Instructions for the task -> Carry on the family blog about local walks and outings from the point where it stops.

Text excerpt ->
Wednesday, 31 October 2007

Water of Leith

Last Saturday we set out to discover the Water of Leith Walk. This is a path that follows a river named the Water of Leith all the way from the mouth of the river to a little village callled Balerno. All in all, the Walk is about 11 miles, I believe, so we didn't walk the whole thing, but did enjoy part of it.
Here's the entrance to the walk from our road.

These next pictures are mostly for Micah . . .

Monday, 22 October 2007

A day in the life of Z

Take a walk with Dad.

Hang out in the swing.

Have a few laughs.

Take a bath.

Read the evening paper.

Go to sleep.

Saturday, 20 October 2007

Corstorphine Hill

Aside from the little luxuries near our flat - walks along the Firth of Forth, a system of nearby trails, verdant parks - we can easily catch buses to various natural habitats in or near the city. The Royal Botanic Gardens are within walking distance, but today we took the Lothian Bus 21 to Corstorphine Hill, a fairly steep hill in the middle of the city, one that has been set aside for hiking and biking.

There's well over 100 plant species in this little space, and it's quite remarkable to see how changing just a few metres elevation can change the foliage one sees. One moment cedar, the next moment purple-budding plants, the next all ferns. Much of it looks like something out of a Tolkien tale. We had a jolly ol' time, then stopped at Morrison's (one of the few "superstore" grocery stores in town) to get our hands on raspberry-filled donuts and veggies and (O! Beauty itself!) Ben and Jerry's half-priced (it's normally $8-9 a pint). We're a happy family.

Records ->
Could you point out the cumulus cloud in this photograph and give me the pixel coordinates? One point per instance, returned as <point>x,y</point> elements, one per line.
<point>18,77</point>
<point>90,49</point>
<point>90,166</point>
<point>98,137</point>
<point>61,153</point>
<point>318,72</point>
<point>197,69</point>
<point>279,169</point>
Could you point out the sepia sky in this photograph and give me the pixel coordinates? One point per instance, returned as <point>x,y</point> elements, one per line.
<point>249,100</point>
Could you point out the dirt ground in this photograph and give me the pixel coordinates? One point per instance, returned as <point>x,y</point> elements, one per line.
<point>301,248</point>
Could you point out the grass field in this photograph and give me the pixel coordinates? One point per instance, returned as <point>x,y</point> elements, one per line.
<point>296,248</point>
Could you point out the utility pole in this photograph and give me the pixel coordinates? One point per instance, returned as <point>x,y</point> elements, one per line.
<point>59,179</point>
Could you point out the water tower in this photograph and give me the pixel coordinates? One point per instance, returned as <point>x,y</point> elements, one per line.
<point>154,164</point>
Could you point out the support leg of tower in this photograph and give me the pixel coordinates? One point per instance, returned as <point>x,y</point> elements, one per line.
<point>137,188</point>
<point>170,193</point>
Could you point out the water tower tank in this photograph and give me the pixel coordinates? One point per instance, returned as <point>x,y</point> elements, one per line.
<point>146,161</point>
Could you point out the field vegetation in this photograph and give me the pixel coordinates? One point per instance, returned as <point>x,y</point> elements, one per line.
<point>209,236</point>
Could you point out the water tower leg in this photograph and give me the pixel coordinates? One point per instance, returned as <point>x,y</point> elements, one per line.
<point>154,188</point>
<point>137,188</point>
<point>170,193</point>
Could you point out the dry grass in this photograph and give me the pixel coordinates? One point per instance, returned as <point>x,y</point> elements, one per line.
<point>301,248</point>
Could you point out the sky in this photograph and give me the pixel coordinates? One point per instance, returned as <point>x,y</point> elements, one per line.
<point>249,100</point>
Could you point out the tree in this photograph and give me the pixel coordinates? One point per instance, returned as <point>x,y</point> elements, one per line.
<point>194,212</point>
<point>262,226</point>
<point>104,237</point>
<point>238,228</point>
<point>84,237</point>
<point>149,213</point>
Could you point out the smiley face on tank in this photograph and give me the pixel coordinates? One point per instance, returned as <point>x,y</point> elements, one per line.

Output ->
Friday, 19 October 2007

Entertain Me

Last week we got the internet in our apartment -- yay! We've been contemplating what we've learned during three weeks without outside entertainment (no TV, movies, or internet). I know it's the cool thing to say that we learned to reconnect through deep conversation, we learned how beautiful it is to take a walk through the park in fall, or we learned to appreciate a good book again, but here's what I really learned -- I like TV and movies and internet. Yep, I'm afraid so. The thing is, we already knew we liked good conversation, and without a car, walking is as much a way of transportation as it is a leisure activity, and I've been a bookworm since I was five. So yes, we miss our TV and movies, but we are very glad to have the internet back so we can communicate with all our friends and family again.

Oh, and I learned one other thing. I learned that the male of the species has an apparently infinite capacity to take his game up a notch when it becomes clear that a girl might beat him at said game. This, I believe, is particularly true if the girl in question is his wife. Allow me to give an example. During our three weeks without our normal forms of entertainment, we took to playing various games on the computer. One that became a favorite was pin ball. I had never really played pin ball before, so Nathan was beating me quite handily every night. However, one night I got lucky and got a score of over 4 million. Yeah, wow. Nathan had already informed me that he had never broken the 3 million barrier, so, as you might imagine, I was a little trepidatious about how he would respond to my incredible game. He was, of course, very happy for me.

However, the next morning he suggested, with a gleam in his eye, that we have a casual game of pin ball. I, as the winner and still champion, graciously accepted. He then proceeded to play a game of pin ball which lasted approximately 48 minutes as he collected over 5 million points. My stint as champion had lasted exactly 13 hours. I'm claiming partial rights to the 5 million points since without my 4 million to spur him on, I think he'd still be stuck in the 2 million range.

Monday, 15 October 2007


We miss our stupid dog. We're really an incomplete family without her. Our sink gets clogged now, because we've forgotten how to clean our own plates before washing them. We miss how she growls and hisses like a demoniac when we tickle her belly. Sigh.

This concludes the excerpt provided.